=== PROVIDED RECORDS ===
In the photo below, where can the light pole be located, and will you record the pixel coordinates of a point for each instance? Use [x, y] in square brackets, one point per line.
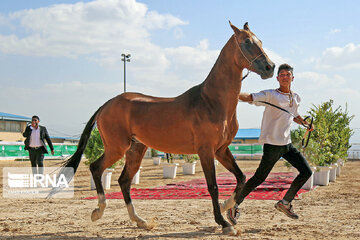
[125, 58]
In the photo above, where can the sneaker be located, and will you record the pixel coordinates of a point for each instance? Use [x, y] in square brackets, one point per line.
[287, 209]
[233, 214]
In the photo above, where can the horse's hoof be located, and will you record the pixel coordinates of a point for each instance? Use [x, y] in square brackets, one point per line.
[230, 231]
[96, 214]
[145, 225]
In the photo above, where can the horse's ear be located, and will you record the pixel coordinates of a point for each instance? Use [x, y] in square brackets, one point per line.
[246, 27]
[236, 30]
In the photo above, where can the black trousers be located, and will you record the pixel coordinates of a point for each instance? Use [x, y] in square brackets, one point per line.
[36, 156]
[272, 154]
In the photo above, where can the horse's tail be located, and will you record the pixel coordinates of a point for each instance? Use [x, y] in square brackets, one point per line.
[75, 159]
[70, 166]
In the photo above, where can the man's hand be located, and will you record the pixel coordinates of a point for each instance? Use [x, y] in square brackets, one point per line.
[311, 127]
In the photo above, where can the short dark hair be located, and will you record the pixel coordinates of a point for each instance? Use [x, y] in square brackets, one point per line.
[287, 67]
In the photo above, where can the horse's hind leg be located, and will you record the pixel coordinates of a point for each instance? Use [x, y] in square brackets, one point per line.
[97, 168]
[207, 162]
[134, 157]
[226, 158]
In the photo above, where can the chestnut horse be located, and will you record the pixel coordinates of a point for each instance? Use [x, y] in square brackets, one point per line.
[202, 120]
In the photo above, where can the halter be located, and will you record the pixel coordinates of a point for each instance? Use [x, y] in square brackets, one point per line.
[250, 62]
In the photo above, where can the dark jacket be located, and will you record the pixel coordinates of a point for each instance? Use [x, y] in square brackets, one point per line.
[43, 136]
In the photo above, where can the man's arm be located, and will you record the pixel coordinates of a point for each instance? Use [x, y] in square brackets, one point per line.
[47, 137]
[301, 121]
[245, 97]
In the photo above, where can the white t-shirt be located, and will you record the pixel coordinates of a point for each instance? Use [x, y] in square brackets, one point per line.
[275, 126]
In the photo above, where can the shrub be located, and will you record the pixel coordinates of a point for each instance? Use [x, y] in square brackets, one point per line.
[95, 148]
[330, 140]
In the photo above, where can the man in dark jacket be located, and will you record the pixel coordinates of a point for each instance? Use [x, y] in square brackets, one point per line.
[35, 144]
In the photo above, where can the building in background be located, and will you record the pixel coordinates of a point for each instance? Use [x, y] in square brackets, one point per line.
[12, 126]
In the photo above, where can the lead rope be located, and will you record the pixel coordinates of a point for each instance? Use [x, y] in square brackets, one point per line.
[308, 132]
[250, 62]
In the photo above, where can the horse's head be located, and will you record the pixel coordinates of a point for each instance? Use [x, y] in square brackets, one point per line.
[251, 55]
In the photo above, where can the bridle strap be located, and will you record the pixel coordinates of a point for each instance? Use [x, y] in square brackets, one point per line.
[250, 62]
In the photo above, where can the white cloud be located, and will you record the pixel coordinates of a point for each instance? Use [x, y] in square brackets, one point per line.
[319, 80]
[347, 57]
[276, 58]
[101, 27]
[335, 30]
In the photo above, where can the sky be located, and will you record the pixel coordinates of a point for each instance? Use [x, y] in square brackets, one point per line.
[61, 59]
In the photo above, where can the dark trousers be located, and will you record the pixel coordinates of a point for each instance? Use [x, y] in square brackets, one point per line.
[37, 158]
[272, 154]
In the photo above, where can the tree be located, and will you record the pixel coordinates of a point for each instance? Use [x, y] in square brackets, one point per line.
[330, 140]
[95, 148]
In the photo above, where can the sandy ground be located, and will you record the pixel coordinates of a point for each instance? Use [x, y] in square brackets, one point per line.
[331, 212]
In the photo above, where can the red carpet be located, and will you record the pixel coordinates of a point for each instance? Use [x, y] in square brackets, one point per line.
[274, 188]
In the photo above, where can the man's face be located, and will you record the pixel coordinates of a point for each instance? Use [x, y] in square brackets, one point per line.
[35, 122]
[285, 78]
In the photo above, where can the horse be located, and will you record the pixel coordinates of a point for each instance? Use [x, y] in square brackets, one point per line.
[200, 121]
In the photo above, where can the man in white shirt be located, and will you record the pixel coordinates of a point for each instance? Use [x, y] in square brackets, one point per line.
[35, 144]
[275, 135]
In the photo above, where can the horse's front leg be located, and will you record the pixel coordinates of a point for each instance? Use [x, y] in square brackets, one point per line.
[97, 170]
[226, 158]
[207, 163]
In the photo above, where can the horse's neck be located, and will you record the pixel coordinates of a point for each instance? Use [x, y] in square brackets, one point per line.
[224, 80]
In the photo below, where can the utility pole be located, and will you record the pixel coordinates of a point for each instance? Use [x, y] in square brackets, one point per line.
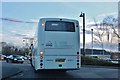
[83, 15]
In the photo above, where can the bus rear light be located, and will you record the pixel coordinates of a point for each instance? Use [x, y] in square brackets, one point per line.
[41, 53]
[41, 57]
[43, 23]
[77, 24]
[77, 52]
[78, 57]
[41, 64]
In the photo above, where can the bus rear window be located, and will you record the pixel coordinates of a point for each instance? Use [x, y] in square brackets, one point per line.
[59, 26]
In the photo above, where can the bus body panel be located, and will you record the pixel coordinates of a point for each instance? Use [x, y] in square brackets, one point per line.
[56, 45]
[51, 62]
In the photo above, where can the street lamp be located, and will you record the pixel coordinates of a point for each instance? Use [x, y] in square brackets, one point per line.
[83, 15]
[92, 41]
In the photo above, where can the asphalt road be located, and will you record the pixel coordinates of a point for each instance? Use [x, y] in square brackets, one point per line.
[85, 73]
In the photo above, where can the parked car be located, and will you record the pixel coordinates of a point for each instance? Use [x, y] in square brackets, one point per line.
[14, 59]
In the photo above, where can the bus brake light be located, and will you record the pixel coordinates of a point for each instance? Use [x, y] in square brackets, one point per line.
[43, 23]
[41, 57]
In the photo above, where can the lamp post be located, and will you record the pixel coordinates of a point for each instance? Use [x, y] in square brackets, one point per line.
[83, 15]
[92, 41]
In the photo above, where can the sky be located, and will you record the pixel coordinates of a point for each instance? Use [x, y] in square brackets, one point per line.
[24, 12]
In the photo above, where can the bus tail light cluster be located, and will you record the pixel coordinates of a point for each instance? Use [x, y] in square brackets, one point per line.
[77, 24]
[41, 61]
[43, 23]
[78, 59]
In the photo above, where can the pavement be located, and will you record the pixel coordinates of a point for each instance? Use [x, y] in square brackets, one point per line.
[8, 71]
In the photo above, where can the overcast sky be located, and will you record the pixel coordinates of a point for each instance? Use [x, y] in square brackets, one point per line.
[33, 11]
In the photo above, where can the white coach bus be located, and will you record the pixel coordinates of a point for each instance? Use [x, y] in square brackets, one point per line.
===
AIM OF THE TASK
All lines from the one containing "In the photo above, where can the bus tail" through the end of the records, both ends included, are to be quoted exactly; please add nothing else.

RESULT OF THIS TASK
In the photo above, where can the bus tail light cluster be located, and will you record the pixel coordinates of a point for each instance? Use [x, y] in square brackets, one point per line.
[77, 24]
[41, 61]
[43, 23]
[78, 59]
In the photo above, where can the pavement be located, and will you record the pixel coordinates of a point for each instance? Use [x, y] in square brackets, one point per line.
[8, 71]
In the photo above, where can the overcast sky be located, and will you record the pixel coordinates of a point for each instance? Use [x, y] in square brackets, one point per line.
[33, 11]
In the photo above, where can the white coach bus be located, and will you record the pixel coordinates of a point for each instance? Use [x, y] in square brackets, one point per line.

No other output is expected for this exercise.